**DOCUMENT TEXT:**
########

My point is, I was once married to the man whose eyes popped out of his head every time a woman wearing revealing attire was in the general vicinity of us. It is much more respectful and can even be more fun if the female in the relationship feels as if she’s pointing out those “look at me” gals to him. He’s a guy. He’s going to notice anyways. Why not have fun with it?


----------



## ClipClop (Apr 28, 2011)

Stiime4, you hit it right. What a person dwells o. Is indeed a choice. A lot of men refuse to accept that there is a boundary. These are undisciplined and immature men
_Posted via Mobile Device_


----------



## Ayrun (Jun 12, 2011)

Here's the thing. A classy man knows there's attractive women around, but if he's master of his domain he dont show it. It's actually a sign of weakness to show it. 

This has nothin to do with morals, but rather who's in control of himself. It's extremely attractive to women because it shows you're cool and collected. You will know the pretty woman is there, but she does not have the power, you do.


----------



## Entropy3000 (May 11, 2011)

Runs like Dog said:


> Men are going to look. Women who don't think their men look are clueless.


Yes sir. 

There is finesses in how one does this. If it is obvious then it can be disrespectful to the wife.


----------



## Entropy3000 (May 11, 2011)

Ayrun said:


> Here's the thing. A classy man knows there's attractive women around, but if he's master of his domain he dont show it. It's actually a sign of weakness to show it.

########

**DATASET ROWS:**
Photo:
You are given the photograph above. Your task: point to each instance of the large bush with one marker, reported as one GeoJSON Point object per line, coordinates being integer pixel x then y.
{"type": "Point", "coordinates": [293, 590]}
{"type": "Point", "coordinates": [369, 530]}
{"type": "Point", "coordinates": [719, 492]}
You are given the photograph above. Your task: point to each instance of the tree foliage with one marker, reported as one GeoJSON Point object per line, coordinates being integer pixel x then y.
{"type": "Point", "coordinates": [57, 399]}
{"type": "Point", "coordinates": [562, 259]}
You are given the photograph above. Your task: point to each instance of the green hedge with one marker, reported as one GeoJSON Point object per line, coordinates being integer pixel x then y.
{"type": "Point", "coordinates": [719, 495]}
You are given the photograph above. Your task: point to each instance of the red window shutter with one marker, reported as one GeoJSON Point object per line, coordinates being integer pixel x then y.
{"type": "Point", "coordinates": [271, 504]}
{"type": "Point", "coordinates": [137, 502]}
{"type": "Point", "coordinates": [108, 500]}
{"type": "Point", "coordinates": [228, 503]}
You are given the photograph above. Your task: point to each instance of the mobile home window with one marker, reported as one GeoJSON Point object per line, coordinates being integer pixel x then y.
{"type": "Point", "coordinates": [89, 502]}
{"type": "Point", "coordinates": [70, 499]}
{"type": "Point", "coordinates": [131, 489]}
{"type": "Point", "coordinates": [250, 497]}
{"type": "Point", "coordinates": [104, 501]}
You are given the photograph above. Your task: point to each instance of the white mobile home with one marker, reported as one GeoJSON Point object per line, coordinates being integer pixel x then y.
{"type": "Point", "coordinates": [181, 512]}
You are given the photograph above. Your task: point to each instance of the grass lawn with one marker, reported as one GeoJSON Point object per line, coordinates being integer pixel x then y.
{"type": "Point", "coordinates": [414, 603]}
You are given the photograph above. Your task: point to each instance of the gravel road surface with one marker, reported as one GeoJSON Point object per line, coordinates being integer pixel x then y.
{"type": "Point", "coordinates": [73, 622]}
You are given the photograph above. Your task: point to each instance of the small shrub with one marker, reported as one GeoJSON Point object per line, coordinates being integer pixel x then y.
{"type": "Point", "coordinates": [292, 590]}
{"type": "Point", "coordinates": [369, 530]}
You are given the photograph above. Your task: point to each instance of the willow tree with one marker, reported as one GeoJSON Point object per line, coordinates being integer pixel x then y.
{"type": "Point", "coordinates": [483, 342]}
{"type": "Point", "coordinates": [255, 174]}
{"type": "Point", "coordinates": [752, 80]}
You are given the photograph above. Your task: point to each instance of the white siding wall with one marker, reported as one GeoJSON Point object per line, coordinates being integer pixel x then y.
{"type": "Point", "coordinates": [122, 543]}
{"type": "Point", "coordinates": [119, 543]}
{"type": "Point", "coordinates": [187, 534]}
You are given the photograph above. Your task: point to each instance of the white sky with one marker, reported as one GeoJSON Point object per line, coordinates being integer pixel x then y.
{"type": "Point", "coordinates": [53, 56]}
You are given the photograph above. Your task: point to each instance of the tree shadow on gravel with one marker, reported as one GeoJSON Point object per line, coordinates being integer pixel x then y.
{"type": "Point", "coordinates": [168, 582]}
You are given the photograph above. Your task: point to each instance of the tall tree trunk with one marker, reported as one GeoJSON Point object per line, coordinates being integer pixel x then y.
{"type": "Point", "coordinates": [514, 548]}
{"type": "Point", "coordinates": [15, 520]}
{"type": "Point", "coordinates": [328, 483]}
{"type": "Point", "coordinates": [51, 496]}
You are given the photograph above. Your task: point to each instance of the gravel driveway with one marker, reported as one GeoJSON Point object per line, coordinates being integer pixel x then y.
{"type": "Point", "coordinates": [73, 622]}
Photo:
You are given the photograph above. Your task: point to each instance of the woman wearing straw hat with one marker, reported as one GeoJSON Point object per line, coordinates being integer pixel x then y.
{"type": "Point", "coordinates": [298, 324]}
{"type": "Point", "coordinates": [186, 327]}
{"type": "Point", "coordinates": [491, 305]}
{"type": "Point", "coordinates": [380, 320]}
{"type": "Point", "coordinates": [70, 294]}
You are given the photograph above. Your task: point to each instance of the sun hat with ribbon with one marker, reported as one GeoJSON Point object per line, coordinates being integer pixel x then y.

########

**TASKS FOR THIS EXERCISE:**
A. In the forum thread, what does ClipClop call men who refuse to accept that there is a boundary?
B. Please write out the part of the forum thread that opens with the words containing "Runs like Dog" and closes with "to the wife.".
The records aren't needed for what comes next.

**SOLUTIONS BY TASK:**
A. Undisciplined and immature men.

B.
Runs like Dog said:


> Men are going to look. Women who don't think their men look are clueless.


Yes sir. 

There is finesses in how one does this. If it is obvious then it can be disrespectful to the wife.